Segment Start: PASSAGE PROVIDED

(3 months, 1 week ago)
Lords ChamberMy Lords, it is a particular pleasure to follow the excellent maiden speech of the noble Lord, Lord Tarassenko. As a Cambridge engineer, I speak on behalf of the whole House in extending a very warm welcome to an Oxford engineer. The noble Lord is a distinguished electrical engineer and a world-leading expert in the application of signal processing and machine learning to healthcare. His many achievements include being a founding director of the Institute of Biomedical Engineering at Oxford, which was awarded a Queen’s Anniversary Prize for new collaborations between engineering and medicine, delivering significant benefit to patients. This House does not have enough engineers, so we are very fortunate to have the noble Lord as a new Member. We look forward to benefiting from his considerable engineering and academic expertise and to his many contributions to the activities of the House.
I am grateful to my noble friend Lord Krebs for introducing this important debate and congratulate him on his thoughtful opening speech. I will briefly comment on tuition fees and international students, declaring an interest as an emeritus professor of engineering at Cambridge University.
On tuition fees, the current higher education funding model is based on sharing the financial burden between student and taxpayer. However, the value to English universities of the maximum home tuition fee has been steadily eroded by inflation. The current level of £9,250 is worth only £6,000 in 2012 prices—2012 being when the £9,000 fee was introduced. Analysis by the Russell group shows that the average deficit universities incur for teaching each home undergraduate student was £1,750 in 2021-22 and will increase to around £4,000 in 2024-25. This is clearly unsustainable and is already causing serious financial difficulty for most English universities. Indeed, in many cases it is causing a crisis.
Under the present system, the Government may therefore have no choice but to allow universities to increase tuition fees in line with inflation. This would, of course, be unpopular and have a regrettable effect on student debt. However, to minimize the impact, the forthcoming review should consider the key conditions of the student loan: the repayment threshold, the period of repayment and the effective interest rates. Importantly, any increase in tuition fees should be accompanied by an increase in maintenance grants for students from disadvantaged backgrounds, to offset any increase in debt for the poorest students.
On international students, from January this year, those on master’s courses are no longer able to bring their dependants with them for the duration of their studies. Postgraduate research students continue to benefit from an exemption to this rule; it is to be hoped that this permission continues, as it is immensely valuable for universities to recruit postgraduate research students against international competition. The Russell group calculates that a single cohort of international students generates a £37 billion net economic impact for the UK. It is therefore crucial that the UK’s visa offer to international students can compete with that made by other major higher education destinations—the US, Canada, Australia and Germany. The level of fees, the length of post-study leave and dependants’ rights are all important factors in a student’s choice.
The UK punches well above its weight in global research rankings. Our outstanding research plays a key role in attracting investment and boosting the economy, especially in science, engineering and technology. International postgraduate research students play an increasingly vital role in achieving this, as outlined by my noble friend Lord Tarassenko; they and all other international students also play a key role in funding our universities. It is therefore essential for the prosperity of the UK and of our universities that our visa offers remain competitive globally.

Segment End: PASSAGE PROVIDED
Segment Start: SUPPLIED DATA

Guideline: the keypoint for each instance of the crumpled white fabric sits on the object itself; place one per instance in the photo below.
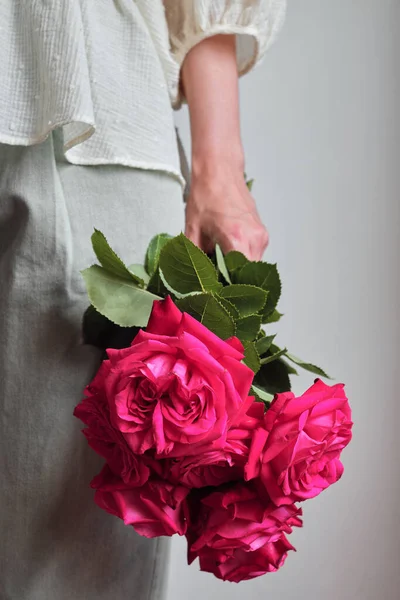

Segment End: SUPPLIED DATA
Segment Start: SUPPLIED DATA

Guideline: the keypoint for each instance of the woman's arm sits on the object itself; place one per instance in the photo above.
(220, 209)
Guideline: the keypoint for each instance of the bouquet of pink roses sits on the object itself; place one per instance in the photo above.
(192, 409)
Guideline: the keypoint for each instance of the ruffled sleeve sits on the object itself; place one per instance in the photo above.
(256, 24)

Segment End: SUPPLIED DATA

Please copy the part of the Lords speech on university funding starting at "I am grateful" and ending at "at Cambridge University.".

● **ANSWER TO THIS EXERCISE**
I am grateful to my noble friend Lord Krebs for introducing this important debate and congratulate him on his thoughtful opening speech. I will briefly comment on tuition fees and international students, declaring an interest as an emeritus professor of engineering at Cambridge University.